Given exercise ▸
Reproduce the items verbatim, starting at the line that contains "Consider the photo below. For every instance of the sea, which" and continuing through the last line of the items, with both of those lines included.

Listed entries ▸
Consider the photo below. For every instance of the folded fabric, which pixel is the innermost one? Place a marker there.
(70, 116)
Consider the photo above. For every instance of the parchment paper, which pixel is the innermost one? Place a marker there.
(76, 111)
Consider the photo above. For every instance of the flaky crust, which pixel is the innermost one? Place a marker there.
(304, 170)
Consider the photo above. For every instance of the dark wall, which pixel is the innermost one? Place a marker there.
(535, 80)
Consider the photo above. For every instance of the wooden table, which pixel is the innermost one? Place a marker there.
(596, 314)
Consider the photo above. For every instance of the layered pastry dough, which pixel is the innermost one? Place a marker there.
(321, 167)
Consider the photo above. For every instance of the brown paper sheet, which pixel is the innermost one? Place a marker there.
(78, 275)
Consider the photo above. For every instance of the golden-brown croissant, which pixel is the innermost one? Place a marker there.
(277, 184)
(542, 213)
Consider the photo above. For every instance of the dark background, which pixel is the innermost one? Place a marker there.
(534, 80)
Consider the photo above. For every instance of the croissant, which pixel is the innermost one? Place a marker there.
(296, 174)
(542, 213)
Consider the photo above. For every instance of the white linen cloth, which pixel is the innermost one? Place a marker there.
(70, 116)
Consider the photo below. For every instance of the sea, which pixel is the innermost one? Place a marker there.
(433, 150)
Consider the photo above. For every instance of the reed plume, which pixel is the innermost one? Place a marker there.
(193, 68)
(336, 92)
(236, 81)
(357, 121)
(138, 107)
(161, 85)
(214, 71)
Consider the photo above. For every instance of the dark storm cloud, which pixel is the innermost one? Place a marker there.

Full solution ▸
Consider the photo below. For every instance of the sea, which pixel is the innermost one? Place a marker there.
(433, 150)
Consider the photo above. For every instance of the reed plume, which pixel is the innermost one? Place a marker there.
(193, 68)
(336, 92)
(236, 81)
(357, 121)
(138, 107)
(161, 85)
(214, 71)
Consider the photo above. For every instance of the dark storm cloud, which pixel is the innermost one? Place a marker there.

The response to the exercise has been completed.